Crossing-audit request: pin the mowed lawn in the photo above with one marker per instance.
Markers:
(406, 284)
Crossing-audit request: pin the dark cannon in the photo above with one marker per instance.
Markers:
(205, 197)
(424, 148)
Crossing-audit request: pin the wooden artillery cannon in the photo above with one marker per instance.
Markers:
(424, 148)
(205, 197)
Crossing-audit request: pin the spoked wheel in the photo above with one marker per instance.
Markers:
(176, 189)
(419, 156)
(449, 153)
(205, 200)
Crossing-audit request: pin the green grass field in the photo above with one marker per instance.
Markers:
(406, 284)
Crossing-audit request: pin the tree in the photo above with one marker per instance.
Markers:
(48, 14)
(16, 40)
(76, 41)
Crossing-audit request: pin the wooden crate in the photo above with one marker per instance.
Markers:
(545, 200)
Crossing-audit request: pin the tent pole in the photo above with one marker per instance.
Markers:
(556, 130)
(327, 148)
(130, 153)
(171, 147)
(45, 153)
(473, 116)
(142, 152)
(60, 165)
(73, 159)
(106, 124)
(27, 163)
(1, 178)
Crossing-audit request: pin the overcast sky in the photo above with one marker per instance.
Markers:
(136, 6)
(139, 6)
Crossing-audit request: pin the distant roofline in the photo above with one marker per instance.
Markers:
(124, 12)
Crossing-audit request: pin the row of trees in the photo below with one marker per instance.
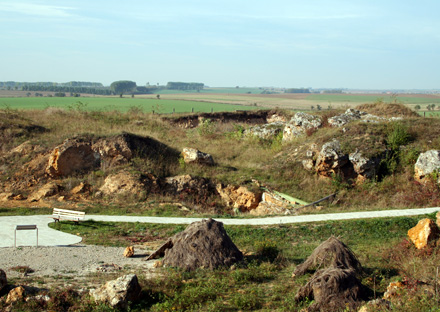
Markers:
(185, 86)
(15, 84)
(98, 91)
(297, 90)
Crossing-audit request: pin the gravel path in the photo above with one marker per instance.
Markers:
(80, 260)
(77, 260)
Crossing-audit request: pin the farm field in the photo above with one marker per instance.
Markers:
(146, 105)
(305, 101)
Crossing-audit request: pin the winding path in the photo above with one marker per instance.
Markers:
(51, 237)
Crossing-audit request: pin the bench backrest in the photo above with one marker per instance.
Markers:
(25, 227)
(68, 213)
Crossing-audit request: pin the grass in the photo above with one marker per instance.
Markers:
(125, 104)
(359, 99)
(262, 281)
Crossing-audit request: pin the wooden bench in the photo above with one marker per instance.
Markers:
(71, 215)
(24, 227)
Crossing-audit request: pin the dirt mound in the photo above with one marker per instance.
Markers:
(387, 110)
(203, 244)
(122, 148)
(192, 121)
(330, 254)
(13, 125)
(333, 289)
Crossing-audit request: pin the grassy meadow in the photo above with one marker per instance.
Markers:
(146, 105)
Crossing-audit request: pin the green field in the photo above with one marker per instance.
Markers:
(119, 104)
(360, 99)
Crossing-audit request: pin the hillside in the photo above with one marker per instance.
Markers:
(242, 164)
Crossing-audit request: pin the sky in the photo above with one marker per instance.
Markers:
(358, 44)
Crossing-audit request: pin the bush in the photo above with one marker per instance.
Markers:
(397, 136)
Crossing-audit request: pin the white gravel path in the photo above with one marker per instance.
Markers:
(52, 259)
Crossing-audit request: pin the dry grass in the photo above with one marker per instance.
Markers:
(388, 110)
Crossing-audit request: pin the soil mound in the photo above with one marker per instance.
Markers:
(330, 254)
(333, 289)
(192, 121)
(387, 110)
(122, 148)
(203, 244)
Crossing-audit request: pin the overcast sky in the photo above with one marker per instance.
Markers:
(366, 44)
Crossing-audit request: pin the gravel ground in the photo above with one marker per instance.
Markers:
(77, 260)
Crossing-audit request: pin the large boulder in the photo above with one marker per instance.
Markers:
(365, 167)
(118, 293)
(272, 204)
(122, 183)
(332, 253)
(353, 115)
(122, 148)
(265, 132)
(16, 294)
(239, 197)
(70, 157)
(47, 190)
(3, 279)
(203, 244)
(333, 289)
(192, 155)
(275, 118)
(424, 233)
(299, 124)
(188, 184)
(427, 163)
(330, 159)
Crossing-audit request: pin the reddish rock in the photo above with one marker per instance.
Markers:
(129, 252)
(16, 294)
(70, 157)
(192, 155)
(239, 197)
(424, 233)
(49, 189)
(3, 279)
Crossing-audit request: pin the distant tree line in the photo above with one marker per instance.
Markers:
(332, 91)
(87, 84)
(98, 91)
(185, 86)
(297, 90)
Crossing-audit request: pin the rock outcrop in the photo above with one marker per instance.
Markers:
(353, 115)
(16, 294)
(427, 163)
(330, 159)
(118, 293)
(364, 167)
(239, 197)
(424, 233)
(49, 189)
(299, 124)
(192, 155)
(122, 148)
(333, 289)
(122, 182)
(271, 204)
(203, 244)
(265, 132)
(70, 157)
(3, 279)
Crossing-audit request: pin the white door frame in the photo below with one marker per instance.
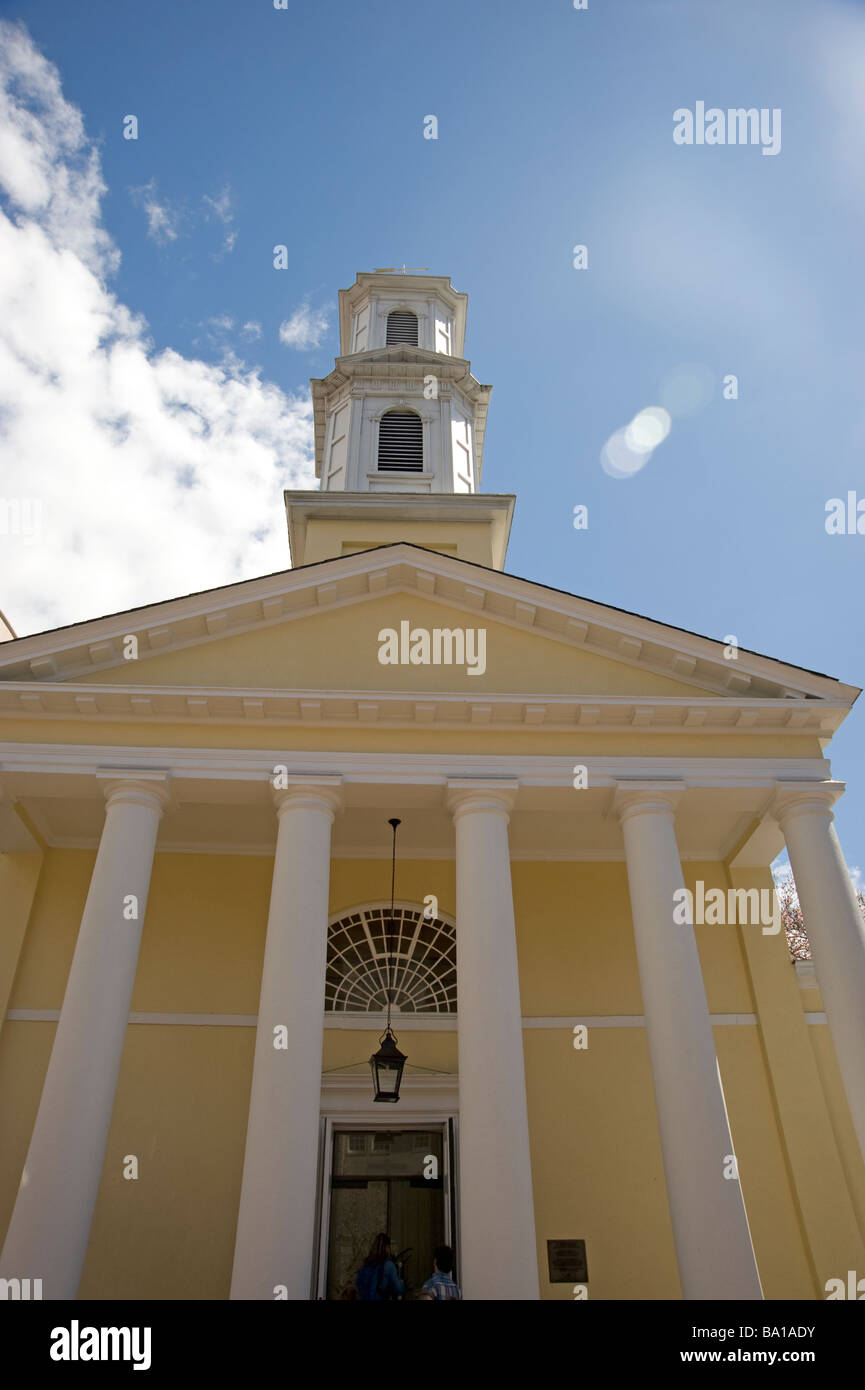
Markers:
(424, 1102)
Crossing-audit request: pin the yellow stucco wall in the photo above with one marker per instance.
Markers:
(182, 1090)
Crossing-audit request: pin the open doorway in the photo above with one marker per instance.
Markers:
(395, 1180)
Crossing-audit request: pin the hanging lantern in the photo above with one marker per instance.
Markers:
(387, 1065)
(388, 1061)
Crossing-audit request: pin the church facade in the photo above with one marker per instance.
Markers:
(619, 1086)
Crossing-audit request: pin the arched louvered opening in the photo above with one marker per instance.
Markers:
(419, 954)
(402, 327)
(401, 442)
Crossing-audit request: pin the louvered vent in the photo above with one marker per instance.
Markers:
(402, 327)
(401, 442)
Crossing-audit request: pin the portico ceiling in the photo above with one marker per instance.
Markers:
(223, 805)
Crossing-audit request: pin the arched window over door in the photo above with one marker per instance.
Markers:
(422, 957)
(401, 442)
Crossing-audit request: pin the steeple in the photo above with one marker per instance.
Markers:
(399, 430)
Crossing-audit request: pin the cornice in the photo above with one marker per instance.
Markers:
(409, 709)
(255, 765)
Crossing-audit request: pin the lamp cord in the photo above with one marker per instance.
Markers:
(394, 824)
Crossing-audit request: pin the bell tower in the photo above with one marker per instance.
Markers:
(399, 430)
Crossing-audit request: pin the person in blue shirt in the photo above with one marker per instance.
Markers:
(441, 1285)
(378, 1278)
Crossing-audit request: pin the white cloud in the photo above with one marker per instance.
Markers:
(162, 218)
(221, 207)
(305, 328)
(149, 474)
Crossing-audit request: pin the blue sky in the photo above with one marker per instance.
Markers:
(305, 127)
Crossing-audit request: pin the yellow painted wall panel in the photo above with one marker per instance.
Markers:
(152, 733)
(310, 653)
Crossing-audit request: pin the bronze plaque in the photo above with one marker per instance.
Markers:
(566, 1260)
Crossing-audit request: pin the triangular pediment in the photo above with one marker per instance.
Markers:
(317, 631)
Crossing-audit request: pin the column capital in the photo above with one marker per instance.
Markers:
(490, 794)
(803, 799)
(647, 798)
(135, 788)
(310, 791)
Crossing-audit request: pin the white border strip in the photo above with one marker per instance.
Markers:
(408, 1023)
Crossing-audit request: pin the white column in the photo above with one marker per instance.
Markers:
(833, 923)
(709, 1223)
(276, 1218)
(497, 1211)
(47, 1236)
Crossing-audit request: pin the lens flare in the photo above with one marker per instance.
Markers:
(648, 430)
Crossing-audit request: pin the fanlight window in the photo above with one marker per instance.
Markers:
(402, 327)
(422, 958)
(401, 442)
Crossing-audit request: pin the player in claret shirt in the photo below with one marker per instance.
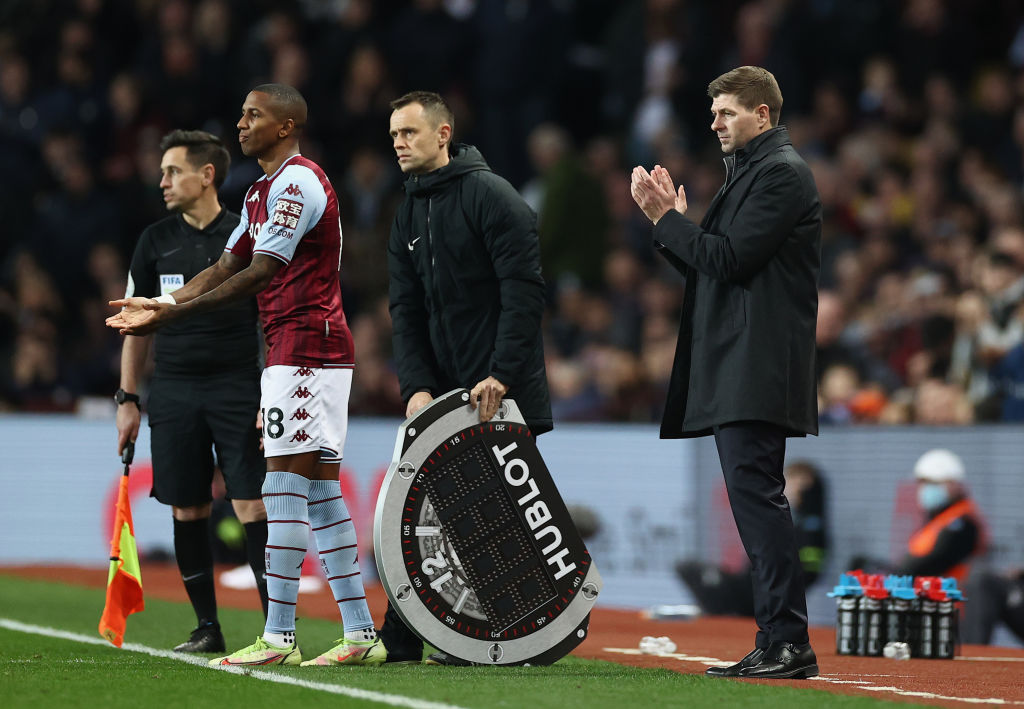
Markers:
(287, 249)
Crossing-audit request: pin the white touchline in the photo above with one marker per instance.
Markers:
(865, 684)
(368, 695)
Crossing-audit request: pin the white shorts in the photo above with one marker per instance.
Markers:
(305, 409)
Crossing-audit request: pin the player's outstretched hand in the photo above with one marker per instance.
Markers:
(488, 392)
(137, 316)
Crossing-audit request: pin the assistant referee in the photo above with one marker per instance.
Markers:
(204, 395)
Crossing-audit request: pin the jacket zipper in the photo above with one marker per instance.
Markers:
(433, 283)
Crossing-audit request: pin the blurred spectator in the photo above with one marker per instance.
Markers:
(951, 536)
(572, 218)
(918, 154)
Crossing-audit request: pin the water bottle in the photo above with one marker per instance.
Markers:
(897, 651)
(846, 625)
(869, 627)
(947, 630)
(929, 618)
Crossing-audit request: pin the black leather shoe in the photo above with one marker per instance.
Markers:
(449, 660)
(206, 638)
(753, 658)
(784, 661)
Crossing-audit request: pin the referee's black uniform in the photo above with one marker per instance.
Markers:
(205, 388)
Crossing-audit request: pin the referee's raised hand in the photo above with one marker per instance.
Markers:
(137, 316)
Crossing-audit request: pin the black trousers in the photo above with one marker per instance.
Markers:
(752, 454)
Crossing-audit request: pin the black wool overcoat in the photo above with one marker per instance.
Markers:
(745, 348)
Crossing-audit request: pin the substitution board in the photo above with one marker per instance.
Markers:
(474, 545)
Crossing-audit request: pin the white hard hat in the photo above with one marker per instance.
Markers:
(939, 465)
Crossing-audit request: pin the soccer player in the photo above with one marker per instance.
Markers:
(205, 387)
(287, 249)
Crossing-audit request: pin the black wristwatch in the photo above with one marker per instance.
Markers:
(121, 397)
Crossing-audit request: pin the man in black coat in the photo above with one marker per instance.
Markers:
(744, 362)
(466, 292)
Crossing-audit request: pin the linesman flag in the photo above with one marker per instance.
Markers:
(124, 583)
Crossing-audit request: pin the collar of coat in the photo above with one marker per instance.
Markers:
(465, 159)
(761, 146)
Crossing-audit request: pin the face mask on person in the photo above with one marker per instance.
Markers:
(932, 496)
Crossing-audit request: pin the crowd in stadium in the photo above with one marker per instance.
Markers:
(910, 114)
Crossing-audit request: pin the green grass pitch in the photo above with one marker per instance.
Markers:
(39, 671)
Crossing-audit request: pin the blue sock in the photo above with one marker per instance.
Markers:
(285, 496)
(335, 535)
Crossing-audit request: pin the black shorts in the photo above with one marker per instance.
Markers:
(192, 418)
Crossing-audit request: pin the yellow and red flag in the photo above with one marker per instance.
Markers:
(124, 583)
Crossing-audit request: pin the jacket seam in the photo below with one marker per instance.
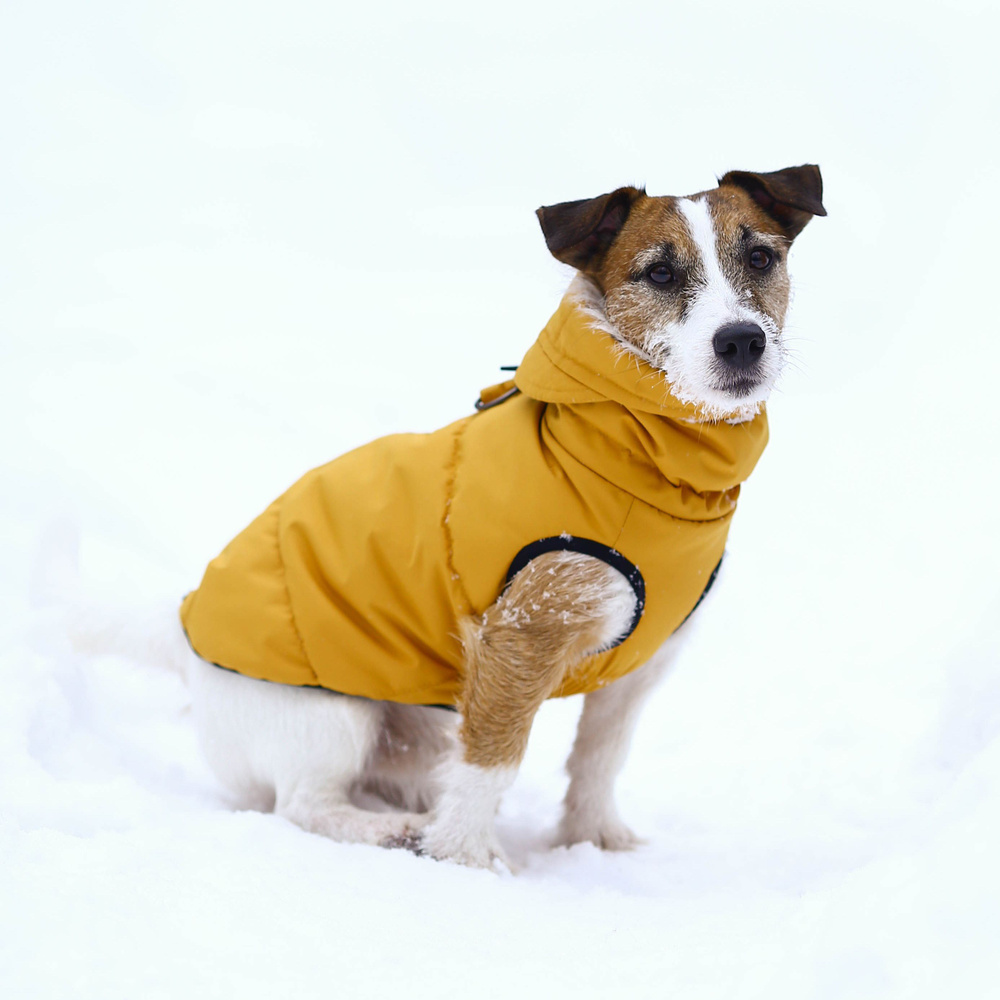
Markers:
(449, 538)
(628, 493)
(288, 600)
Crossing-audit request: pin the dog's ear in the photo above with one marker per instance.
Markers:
(791, 196)
(579, 232)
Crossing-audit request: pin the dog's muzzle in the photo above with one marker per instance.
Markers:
(739, 346)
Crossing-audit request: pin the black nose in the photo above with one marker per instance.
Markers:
(739, 345)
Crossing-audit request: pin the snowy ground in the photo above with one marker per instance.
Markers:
(241, 239)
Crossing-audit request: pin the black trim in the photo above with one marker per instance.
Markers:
(502, 398)
(587, 547)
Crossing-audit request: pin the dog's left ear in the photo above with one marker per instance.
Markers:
(791, 196)
(579, 233)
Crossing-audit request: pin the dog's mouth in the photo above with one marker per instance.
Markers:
(739, 387)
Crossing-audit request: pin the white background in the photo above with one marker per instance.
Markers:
(241, 238)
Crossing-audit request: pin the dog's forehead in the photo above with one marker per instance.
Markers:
(666, 220)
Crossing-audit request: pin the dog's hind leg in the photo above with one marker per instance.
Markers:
(559, 608)
(301, 749)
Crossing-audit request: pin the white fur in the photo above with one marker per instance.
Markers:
(603, 737)
(463, 828)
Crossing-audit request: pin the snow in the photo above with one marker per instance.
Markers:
(241, 239)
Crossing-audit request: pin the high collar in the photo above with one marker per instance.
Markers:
(614, 413)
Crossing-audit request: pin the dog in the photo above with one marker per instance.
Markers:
(390, 627)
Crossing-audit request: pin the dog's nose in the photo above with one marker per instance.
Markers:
(739, 345)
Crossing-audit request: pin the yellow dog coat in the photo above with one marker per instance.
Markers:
(355, 579)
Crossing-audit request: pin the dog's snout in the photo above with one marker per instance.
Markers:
(739, 345)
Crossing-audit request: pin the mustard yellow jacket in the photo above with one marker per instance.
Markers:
(355, 578)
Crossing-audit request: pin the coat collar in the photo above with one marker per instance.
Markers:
(614, 413)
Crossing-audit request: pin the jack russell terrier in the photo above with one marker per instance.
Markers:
(391, 624)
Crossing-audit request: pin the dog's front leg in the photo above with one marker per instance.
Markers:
(559, 608)
(603, 736)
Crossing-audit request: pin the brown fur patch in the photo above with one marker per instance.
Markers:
(656, 231)
(555, 612)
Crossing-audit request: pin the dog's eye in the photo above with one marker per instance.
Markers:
(660, 274)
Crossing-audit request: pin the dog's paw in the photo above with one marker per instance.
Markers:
(409, 841)
(607, 833)
(473, 852)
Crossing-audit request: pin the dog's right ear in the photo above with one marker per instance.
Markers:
(579, 232)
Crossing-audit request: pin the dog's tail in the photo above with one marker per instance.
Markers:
(149, 633)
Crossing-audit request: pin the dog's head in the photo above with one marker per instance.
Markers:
(697, 286)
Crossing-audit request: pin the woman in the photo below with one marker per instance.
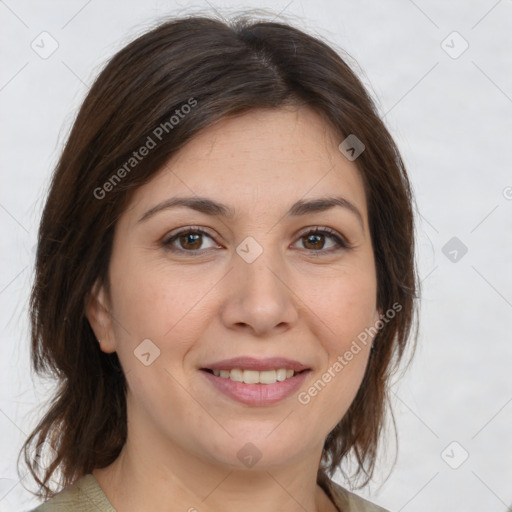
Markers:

※

- **Work to be completed**
After locating the line with "Crossing-audit request: pin the water" in the material above, return it and each line after it exactly, ending at the line with "Crossing-audit request: pin the black leather".

- **Output for this task**
Crossing-audit request: pin the water bottle in the photo above with one marker per instance.
Markers:
(897, 651)
(846, 625)
(869, 627)
(947, 630)
(929, 618)
Crossing-audit request: pin the black leather shoe in the photo above with one marker per instance.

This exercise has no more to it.